> _Exercise instructions_
Pull out each line of the rows below that contains the string "ceramic". Treat uppercase and lowercase letters as different.

Point annotation dataset records
** START **

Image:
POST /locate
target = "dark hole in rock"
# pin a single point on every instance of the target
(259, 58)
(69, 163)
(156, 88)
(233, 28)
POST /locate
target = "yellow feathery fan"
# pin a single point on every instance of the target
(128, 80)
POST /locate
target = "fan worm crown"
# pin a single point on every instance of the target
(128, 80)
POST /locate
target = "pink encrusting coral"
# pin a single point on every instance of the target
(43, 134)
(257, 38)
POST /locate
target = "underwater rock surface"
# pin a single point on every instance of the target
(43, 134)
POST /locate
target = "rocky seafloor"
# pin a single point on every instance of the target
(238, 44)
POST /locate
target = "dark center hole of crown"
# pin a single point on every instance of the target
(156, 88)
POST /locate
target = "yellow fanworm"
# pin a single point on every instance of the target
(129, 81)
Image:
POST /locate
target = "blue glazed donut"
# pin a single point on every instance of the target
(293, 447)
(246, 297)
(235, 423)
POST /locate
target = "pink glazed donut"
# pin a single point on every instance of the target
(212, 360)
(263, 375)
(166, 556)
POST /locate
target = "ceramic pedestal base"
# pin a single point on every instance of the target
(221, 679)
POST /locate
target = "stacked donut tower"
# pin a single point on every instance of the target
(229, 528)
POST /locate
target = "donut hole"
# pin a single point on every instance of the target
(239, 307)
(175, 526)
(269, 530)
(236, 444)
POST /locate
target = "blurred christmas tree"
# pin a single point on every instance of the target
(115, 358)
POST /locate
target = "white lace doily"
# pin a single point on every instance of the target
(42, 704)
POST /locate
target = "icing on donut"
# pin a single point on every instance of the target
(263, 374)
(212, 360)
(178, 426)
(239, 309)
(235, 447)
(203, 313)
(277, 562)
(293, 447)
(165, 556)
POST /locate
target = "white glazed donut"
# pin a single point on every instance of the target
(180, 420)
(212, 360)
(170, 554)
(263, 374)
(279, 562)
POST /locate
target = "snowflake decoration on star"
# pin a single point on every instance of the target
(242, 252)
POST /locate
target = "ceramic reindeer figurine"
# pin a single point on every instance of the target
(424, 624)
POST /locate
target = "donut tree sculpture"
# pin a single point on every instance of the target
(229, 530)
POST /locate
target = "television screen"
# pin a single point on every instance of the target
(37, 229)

** END **

> _Reply to the exercise_
target = "ceramic pedestal base"
target = "ceramic reindeer figurine"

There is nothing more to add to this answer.